# Start of Source excerpt
A Geek in China is an engaging book that will guide you through all this. Starting from the mandatory historical introduction, essential to understanding China’s current development, to switch to the complexity of the Chinese language, divided between Mandarin and Cantonese, to the local religion to the rich and old culture that touches anything from the food to the literature to the martial arts.
An intriguing chapter is the one talking about Chinese character and society, something that has always fascinated me. In order to have a smooth living in China, doing business or just get along with Chinese people, it’s very important that you acknowledge and respect their way of life and human interaction.
Reads the book: “Humility, politeness and respect are an integral part of Chinese culture, and understanding how the Chinese exhibit these traits will enable you to integrate smoothly into Chinese society.”
In your life in China, you will soon realize that personal values and the community play a pivotal role. Chinese people, Christensen writes, “find comfort in associating with a group that shares common values, goals and tastes. Getting along with others is of utmost importance in Chinese society.”
# End of Source excerpt
# Start of Stored data
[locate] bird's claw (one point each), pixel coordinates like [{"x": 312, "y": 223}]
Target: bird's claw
# End of Stored data
# Start of Stored data
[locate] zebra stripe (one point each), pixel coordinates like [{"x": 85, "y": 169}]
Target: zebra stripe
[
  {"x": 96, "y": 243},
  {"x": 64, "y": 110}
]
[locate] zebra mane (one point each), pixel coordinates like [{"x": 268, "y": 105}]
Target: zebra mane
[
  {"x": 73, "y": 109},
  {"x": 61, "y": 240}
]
# End of Stored data
Problem set —
**a)** Print the passage of the book review between "A Geek in China" and "and human interaction.", inclusive.
**b)** According to the book review, which two languages is Chinese divided between?
The lines have no connection to the book review.

Exercise answers —
**a)**
A Geek in China is an engaging book that will guide you through all this. Starting from the mandatory historical introduction, essential to understanding China’s current development, to switch to the complexity of the Chinese language, divided between Mandarin and Cantonese, to the local religion to the rich and old culture that touches anything from the food to the literature to the martial arts.
An intriguing chapter is the one talking about Chinese character and society, something that has always fascinated me. In order to have a smooth living in China, doing business or just get along with Chinese people, it’s very important that you acknowledge and respect their way of life and human interaction.

**b)** Mandarin and Cantonese.